══ DATASET ROWS ══

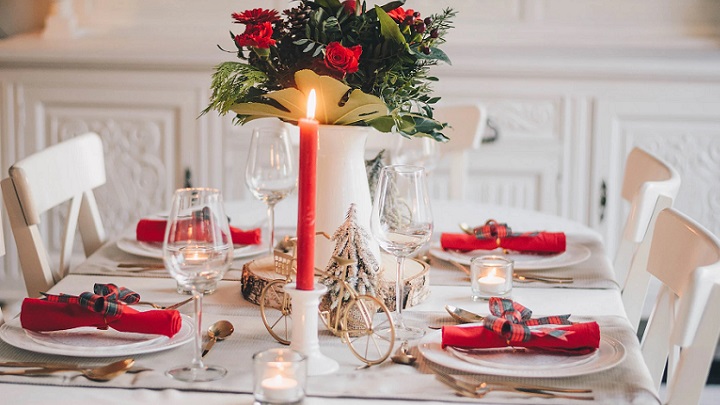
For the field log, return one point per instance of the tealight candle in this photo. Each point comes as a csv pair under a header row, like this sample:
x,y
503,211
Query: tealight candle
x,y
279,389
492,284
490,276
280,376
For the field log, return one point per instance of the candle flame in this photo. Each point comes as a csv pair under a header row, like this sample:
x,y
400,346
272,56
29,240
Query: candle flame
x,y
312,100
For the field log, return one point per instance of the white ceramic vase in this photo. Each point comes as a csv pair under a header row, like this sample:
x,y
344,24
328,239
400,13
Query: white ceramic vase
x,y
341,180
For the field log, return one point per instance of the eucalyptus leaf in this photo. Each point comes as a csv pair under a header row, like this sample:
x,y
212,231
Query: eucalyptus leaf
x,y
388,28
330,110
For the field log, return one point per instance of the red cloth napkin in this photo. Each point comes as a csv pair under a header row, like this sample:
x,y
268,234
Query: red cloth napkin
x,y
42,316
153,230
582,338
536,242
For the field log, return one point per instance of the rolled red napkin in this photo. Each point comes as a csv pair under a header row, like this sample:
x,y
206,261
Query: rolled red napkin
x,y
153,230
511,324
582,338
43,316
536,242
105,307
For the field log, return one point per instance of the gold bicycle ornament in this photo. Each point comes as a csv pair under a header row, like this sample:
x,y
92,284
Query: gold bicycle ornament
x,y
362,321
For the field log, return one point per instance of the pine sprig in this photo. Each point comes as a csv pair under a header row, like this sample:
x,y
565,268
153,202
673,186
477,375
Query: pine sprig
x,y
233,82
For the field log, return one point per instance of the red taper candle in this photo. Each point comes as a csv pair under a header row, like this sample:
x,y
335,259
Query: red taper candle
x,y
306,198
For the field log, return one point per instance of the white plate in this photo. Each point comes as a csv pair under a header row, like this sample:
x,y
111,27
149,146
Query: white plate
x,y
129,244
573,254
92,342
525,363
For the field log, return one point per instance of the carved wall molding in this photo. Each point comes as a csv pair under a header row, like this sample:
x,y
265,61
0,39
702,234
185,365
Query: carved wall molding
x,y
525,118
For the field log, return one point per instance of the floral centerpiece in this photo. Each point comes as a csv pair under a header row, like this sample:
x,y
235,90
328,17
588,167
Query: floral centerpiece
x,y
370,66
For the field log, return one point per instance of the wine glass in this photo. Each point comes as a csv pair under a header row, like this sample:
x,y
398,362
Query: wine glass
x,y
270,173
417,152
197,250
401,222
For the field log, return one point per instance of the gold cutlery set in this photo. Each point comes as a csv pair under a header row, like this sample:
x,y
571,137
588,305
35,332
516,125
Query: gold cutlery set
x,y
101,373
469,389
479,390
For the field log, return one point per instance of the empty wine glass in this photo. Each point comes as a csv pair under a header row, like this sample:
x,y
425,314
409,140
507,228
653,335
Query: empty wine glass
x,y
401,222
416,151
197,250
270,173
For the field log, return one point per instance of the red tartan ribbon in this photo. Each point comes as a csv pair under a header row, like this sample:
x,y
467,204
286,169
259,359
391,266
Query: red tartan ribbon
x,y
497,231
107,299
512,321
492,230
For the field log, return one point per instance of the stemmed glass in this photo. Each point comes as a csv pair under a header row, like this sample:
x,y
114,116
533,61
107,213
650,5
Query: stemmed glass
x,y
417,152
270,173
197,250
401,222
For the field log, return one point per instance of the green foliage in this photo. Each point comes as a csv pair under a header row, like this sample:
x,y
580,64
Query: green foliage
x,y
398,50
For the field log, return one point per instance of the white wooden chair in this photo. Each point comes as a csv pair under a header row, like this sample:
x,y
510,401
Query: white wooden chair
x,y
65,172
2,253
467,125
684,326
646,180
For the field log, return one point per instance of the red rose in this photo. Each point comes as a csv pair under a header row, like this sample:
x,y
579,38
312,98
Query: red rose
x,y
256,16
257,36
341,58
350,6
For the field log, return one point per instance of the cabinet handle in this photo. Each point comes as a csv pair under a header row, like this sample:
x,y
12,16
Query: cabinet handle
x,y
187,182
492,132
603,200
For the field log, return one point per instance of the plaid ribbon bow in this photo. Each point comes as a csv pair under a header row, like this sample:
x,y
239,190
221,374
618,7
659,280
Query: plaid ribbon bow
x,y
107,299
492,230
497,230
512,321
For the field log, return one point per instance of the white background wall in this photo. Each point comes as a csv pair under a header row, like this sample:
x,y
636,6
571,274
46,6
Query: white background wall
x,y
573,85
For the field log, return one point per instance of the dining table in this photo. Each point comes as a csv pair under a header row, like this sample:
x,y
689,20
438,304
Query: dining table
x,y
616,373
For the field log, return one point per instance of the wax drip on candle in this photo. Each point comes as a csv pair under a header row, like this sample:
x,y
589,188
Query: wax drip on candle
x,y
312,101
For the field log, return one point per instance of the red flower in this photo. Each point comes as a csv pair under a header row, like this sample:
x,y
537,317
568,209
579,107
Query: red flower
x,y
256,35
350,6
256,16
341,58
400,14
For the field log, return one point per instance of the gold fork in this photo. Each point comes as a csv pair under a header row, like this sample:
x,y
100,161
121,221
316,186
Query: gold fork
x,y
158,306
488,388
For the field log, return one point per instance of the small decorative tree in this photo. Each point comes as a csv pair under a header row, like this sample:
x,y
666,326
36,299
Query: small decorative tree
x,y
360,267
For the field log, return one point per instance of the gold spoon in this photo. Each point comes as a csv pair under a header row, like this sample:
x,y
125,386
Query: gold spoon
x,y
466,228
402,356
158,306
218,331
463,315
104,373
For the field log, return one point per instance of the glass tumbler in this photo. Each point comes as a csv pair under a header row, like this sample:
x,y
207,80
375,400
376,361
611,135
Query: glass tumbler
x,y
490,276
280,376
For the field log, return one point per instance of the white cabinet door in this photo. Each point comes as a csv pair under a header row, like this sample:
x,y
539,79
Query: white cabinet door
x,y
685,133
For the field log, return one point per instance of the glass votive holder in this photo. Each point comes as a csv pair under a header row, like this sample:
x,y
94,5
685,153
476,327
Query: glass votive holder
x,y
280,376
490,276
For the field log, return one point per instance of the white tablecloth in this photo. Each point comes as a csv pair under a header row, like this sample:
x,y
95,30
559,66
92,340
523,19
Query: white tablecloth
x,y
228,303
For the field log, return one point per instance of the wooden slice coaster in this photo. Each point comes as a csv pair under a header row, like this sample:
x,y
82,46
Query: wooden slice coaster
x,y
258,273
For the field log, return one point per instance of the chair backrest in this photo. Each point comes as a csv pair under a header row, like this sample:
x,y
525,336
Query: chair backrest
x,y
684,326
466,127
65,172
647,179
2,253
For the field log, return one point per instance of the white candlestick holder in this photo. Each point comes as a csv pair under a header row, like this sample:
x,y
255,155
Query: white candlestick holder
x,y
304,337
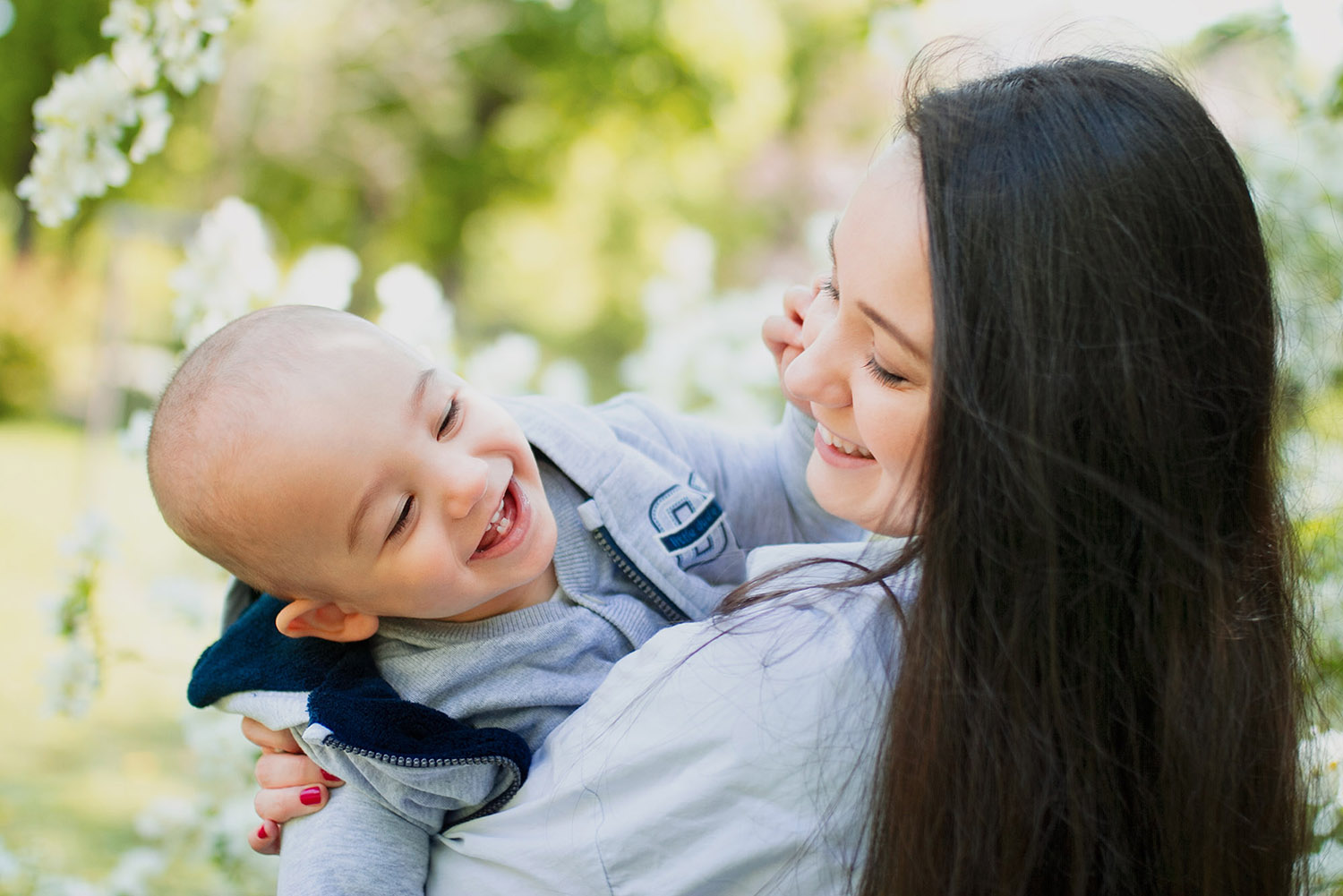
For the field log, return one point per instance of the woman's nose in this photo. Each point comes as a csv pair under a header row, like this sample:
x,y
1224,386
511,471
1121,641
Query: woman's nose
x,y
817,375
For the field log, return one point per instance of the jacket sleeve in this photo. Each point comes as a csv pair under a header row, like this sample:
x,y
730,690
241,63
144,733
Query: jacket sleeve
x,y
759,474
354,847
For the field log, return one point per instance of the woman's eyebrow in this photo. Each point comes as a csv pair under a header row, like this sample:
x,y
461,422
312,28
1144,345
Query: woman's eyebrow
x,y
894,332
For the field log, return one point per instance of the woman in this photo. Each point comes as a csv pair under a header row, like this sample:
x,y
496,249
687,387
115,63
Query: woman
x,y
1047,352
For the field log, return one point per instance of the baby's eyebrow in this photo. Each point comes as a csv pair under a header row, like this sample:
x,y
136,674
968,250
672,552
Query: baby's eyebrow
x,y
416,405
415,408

═══
══ DATASET ROWS ══

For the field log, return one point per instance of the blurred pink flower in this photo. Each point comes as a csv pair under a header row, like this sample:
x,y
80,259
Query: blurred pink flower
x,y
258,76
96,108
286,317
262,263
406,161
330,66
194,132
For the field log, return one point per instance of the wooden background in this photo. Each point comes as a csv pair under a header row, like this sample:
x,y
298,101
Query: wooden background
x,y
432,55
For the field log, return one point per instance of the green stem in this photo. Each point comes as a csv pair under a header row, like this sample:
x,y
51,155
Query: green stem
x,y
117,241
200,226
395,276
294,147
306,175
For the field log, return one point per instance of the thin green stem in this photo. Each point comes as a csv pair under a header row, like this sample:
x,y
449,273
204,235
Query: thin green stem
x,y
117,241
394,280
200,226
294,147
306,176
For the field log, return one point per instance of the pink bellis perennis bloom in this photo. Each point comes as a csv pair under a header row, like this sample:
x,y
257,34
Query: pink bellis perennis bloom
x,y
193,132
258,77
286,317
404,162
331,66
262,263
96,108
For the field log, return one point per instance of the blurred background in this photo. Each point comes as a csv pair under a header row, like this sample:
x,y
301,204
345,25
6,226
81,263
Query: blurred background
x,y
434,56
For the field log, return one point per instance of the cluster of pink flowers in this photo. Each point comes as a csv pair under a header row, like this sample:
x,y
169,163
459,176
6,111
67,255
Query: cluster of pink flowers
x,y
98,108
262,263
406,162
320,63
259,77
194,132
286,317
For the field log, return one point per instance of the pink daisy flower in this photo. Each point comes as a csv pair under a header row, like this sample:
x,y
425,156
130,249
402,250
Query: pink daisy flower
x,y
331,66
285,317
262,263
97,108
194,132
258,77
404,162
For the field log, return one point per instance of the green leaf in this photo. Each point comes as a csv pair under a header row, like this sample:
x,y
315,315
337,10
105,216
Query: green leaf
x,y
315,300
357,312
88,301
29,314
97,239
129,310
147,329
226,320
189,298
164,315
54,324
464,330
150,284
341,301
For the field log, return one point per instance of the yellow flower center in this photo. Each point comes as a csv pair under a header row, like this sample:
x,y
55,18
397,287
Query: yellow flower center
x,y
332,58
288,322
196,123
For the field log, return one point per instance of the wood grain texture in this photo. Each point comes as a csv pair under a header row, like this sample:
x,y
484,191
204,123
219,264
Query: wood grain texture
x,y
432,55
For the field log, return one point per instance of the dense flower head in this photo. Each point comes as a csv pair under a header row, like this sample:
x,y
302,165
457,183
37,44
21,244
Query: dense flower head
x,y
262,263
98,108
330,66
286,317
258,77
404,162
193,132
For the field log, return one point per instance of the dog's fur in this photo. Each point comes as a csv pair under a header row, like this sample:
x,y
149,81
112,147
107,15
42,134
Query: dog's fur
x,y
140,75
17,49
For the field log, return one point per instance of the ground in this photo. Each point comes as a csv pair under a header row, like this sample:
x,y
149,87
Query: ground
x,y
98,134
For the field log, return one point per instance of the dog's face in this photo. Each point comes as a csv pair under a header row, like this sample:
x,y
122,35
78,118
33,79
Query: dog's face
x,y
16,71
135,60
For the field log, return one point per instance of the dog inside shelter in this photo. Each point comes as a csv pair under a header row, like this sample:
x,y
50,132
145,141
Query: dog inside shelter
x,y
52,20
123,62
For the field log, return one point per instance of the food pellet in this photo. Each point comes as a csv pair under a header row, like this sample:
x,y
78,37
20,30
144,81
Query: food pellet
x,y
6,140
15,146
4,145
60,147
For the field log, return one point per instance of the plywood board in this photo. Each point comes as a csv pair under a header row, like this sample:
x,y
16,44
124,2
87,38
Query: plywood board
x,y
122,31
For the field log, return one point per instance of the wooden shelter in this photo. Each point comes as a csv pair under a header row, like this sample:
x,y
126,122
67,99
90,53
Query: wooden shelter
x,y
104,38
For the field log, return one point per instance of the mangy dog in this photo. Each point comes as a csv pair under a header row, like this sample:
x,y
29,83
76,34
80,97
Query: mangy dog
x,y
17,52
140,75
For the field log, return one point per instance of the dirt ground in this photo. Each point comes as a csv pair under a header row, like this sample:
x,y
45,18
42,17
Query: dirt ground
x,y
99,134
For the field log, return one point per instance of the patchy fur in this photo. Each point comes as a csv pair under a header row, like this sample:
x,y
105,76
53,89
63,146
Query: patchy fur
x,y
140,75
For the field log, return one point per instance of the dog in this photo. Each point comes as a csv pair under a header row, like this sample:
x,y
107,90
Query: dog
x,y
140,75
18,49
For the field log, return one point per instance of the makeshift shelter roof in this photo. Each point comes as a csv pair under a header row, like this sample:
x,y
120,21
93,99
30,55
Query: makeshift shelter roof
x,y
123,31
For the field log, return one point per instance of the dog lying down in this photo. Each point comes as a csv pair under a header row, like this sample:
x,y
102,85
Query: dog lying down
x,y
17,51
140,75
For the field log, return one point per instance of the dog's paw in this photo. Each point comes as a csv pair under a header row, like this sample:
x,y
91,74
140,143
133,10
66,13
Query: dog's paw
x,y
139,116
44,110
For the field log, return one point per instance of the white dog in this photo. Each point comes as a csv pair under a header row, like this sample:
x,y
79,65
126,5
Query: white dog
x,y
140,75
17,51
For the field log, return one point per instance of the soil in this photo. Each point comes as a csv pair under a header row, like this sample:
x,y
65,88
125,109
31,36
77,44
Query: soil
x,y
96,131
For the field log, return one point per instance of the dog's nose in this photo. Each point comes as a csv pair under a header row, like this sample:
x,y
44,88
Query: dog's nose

═══
══ DATASET ROWS ══

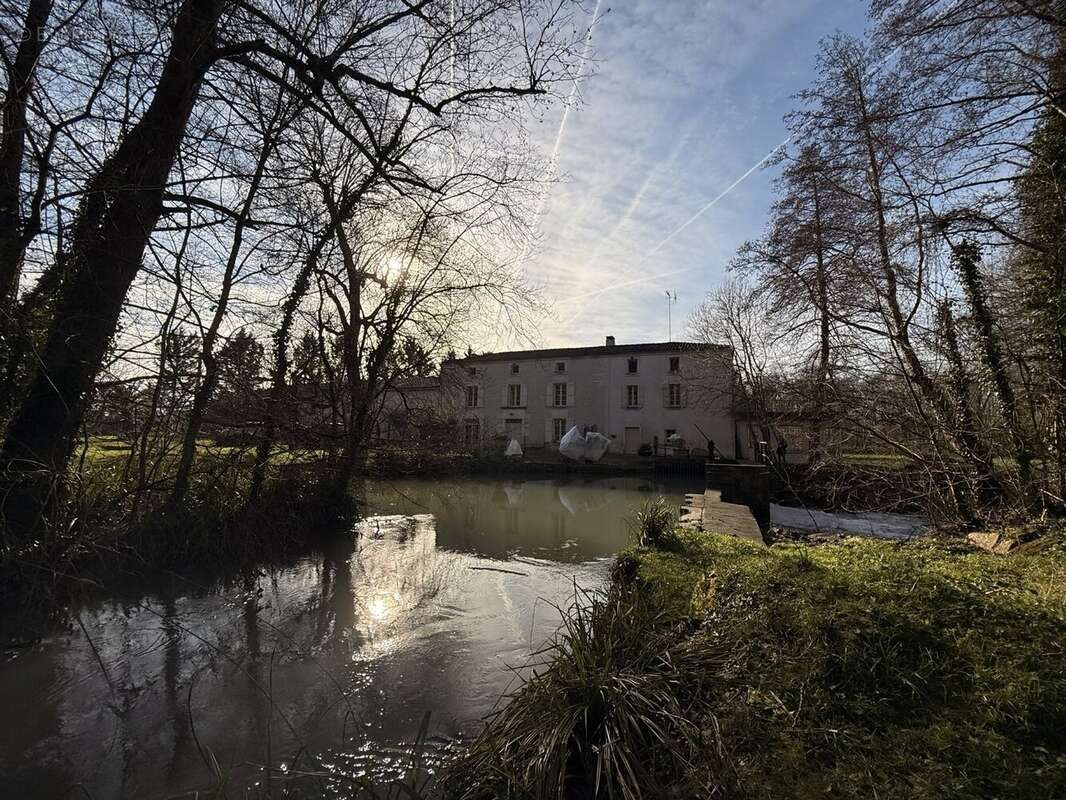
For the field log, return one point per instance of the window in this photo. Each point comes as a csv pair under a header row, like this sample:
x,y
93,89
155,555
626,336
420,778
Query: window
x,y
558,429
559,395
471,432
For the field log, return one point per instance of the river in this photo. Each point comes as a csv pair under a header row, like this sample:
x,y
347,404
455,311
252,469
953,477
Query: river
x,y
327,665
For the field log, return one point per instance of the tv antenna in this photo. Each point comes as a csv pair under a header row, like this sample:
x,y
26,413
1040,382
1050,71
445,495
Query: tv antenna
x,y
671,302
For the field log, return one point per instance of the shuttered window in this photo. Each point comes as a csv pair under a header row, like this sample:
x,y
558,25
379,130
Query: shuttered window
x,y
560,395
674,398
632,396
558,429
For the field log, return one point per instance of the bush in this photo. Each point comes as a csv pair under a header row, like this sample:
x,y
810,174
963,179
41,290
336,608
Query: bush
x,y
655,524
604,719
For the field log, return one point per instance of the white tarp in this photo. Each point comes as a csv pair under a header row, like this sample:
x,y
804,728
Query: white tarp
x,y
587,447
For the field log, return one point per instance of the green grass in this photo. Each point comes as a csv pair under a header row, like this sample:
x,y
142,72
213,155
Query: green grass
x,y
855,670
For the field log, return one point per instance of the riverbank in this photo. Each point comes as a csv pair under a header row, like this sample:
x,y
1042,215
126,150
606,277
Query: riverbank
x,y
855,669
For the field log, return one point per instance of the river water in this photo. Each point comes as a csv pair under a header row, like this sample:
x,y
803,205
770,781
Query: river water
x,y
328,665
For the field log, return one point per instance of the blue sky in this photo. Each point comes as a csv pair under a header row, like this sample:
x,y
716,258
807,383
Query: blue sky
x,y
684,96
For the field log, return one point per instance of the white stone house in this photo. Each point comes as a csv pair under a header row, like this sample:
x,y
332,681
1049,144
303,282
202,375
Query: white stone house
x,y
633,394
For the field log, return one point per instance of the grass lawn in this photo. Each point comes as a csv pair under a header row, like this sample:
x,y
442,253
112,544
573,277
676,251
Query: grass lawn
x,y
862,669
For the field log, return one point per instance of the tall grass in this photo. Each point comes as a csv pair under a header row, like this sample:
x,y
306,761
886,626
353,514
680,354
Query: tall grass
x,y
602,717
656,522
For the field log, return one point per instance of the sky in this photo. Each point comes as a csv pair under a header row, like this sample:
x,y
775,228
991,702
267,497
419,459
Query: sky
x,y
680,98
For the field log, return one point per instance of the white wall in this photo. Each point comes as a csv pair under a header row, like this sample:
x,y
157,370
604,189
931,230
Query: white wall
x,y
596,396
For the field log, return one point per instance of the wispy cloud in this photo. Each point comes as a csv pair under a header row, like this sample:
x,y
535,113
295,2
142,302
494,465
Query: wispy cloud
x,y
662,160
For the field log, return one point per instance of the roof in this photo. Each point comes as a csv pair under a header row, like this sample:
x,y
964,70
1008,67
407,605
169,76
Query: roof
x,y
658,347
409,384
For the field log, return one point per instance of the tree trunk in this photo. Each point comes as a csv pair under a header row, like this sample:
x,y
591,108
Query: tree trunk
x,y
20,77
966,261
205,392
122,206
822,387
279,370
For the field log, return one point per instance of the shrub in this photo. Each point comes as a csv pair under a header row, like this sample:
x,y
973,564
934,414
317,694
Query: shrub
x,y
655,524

═══

— GIVEN PROBLEM —
List every line in the items above that contains the word "mangy".

— FULL ANSWER —
For the field log, return one point per instance of the mangy dog in this photo. Each point comes as a csv pair under a header row, like this sample:
Query: mangy dog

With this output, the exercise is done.